■ Directions:
Extract all of the records below and reproduce each line verbatim, with no word, number, or punctuation mark changed.

■ Extracted material:
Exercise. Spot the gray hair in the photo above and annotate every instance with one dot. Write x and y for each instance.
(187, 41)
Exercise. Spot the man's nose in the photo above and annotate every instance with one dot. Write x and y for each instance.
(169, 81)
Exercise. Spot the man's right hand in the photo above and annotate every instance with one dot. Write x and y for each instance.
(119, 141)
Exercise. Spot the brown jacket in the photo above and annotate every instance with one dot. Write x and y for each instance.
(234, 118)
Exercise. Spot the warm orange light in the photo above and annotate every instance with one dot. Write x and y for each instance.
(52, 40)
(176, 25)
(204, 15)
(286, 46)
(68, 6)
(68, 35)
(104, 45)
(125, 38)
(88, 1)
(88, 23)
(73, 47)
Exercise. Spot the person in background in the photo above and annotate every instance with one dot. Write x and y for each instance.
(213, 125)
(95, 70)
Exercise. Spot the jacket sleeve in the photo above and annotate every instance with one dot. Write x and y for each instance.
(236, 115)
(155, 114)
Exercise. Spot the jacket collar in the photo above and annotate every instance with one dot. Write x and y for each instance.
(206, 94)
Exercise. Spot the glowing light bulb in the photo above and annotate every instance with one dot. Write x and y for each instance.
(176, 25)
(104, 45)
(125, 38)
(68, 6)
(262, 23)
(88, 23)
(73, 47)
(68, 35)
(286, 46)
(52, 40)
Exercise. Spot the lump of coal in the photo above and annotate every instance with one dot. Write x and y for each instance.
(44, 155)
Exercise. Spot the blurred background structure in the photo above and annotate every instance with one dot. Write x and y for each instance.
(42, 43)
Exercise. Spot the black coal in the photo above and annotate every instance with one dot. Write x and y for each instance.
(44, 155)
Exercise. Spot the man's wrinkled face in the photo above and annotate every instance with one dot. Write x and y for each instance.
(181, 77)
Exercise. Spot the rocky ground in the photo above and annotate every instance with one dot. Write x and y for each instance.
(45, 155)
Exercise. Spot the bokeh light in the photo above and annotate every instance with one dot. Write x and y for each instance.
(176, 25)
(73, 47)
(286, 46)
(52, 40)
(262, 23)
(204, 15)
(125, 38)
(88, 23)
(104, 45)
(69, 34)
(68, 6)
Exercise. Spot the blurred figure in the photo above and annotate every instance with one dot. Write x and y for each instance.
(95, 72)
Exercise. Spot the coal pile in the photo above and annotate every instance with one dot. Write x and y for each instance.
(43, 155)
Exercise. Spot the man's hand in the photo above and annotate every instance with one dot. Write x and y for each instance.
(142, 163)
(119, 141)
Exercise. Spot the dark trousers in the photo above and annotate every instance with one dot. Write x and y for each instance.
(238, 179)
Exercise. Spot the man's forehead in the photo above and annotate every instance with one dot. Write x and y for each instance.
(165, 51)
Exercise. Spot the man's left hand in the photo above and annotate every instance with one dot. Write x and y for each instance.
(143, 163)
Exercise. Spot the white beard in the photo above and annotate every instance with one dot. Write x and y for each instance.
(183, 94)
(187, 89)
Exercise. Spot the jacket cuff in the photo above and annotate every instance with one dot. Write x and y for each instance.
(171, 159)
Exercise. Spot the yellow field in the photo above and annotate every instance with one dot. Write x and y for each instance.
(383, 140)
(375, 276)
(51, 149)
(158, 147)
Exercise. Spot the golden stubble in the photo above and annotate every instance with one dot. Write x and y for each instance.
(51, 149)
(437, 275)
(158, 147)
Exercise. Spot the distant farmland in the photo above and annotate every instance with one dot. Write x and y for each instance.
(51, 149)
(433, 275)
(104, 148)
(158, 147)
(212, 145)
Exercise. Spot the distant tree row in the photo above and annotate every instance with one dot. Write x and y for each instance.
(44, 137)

■ Correct response:
Exercise. Spot the gray hair in the photo above and annotate every instance with one dot. Write x and y for each instance.
(187, 41)
Exercise. Spot the man's nose in the photo above and annotate every instance with one dot. Write x and y for each instance.
(169, 81)
Exercise. Spot the man's right hand in the photo above and annotate every instance with one dot. Write x and y for each instance.
(119, 141)
Exercise. Spot the brown jacket in the photo above and annotate every instance with one dot. Write x and y for each instance.
(234, 118)
Exercise. Spot the warm orange light in the photo above and annotate every instance with one dot. Write x and y for each instance.
(52, 40)
(176, 25)
(204, 15)
(286, 46)
(68, 6)
(68, 35)
(104, 45)
(125, 38)
(88, 1)
(88, 23)
(73, 47)
Exercise. Spot the person in background in the photo above and annotate every instance with one dot. Write x and y for each instance.
(213, 125)
(95, 70)
Exercise. Spot the jacket sleeve in the photo above and annotate every instance with one dot. Write x and y for each instance.
(236, 115)
(155, 114)
Exercise. Spot the jacket collar in the photo above and annotate every instance with one dot. Write x and y for each instance.
(206, 94)
Exercise. Spot the glowing light bulb in the photo above and annotate every instance with one dot. Write x and y for each instance.
(176, 25)
(104, 45)
(125, 38)
(68, 6)
(262, 23)
(88, 23)
(73, 47)
(68, 35)
(286, 46)
(52, 40)
Exercise. Spot the lump of coal in the photo above and annotate every instance with one dot. Write x and y for each instance.
(44, 155)
Exercise. Spot the blurred background structure in the photo above and annotate every instance with one dot. Write x and y for each instance.
(42, 43)
Exercise. Spot the black coal in the photo above and annotate every instance with one dot. Write x and y for each instance.
(44, 155)
Exercise. Spot the man's wrinkled face in the photo above and annotate every instance with one dot. Write x and y for each instance.
(181, 77)
Exercise. Spot the rocky ground in the photo above and annotate every instance with one dot. Write x and y for each instance.
(45, 155)
Exercise. Spot the bokeh light in the photo above and annotate every instance with one dot. Write x and y for each instance.
(176, 25)
(73, 47)
(286, 46)
(52, 40)
(262, 23)
(204, 15)
(125, 38)
(88, 23)
(104, 45)
(69, 34)
(68, 6)
Exercise. Spot the blurred figure in the photo above and annotate every instance with one dot. Write x and y for each instance.
(95, 72)
Exercise. Spot the coal pile in the photo above and annotate every instance with one dot. Write x and y for each instance.
(43, 155)
Exercise. Spot the man's hand in the photo above and annotate every instance with one dot. Write x and y for each instance.
(142, 163)
(119, 141)
Exercise. Spot the dark trousers in the photo above and annotate every instance with one dot. Write x and y for each instance.
(238, 179)
Exercise. Spot the man's forehead in the photo above and annotate every instance with one dot. Write x and y for each instance.
(165, 51)
Exercise. Spot the man's left hand in the photo above and annotate every instance with one dot. Write x and y for each instance.
(143, 163)
Exercise. Spot the white beard in the photo above and annotate every instance with one dot. Write x and y for each instance.
(183, 94)
(187, 89)
Exercise. Spot the jacket cuff in the photo above and annotate every instance with one dot. Write x and y for each instance.
(171, 159)
Exercise. Spot the yellow field in the photo above and annotate every instance with one dot. Write x and y for each instance.
(383, 140)
(375, 276)
(51, 149)
(158, 147)
Exercise. Spot the golden stubble in the photo above and annotate every instance with one dot. Write x and y for each instance.
(51, 149)
(437, 275)
(158, 147)
Exercise. Spot the distant farmland in the photo above and annotate every instance with one dot. Write x and y for each instance.
(51, 149)
(433, 275)
(104, 148)
(158, 147)
(212, 145)
Exercise. Spot the distant tree row in the photo above and annotate every instance with one dot. Write x and y for each instance.
(44, 137)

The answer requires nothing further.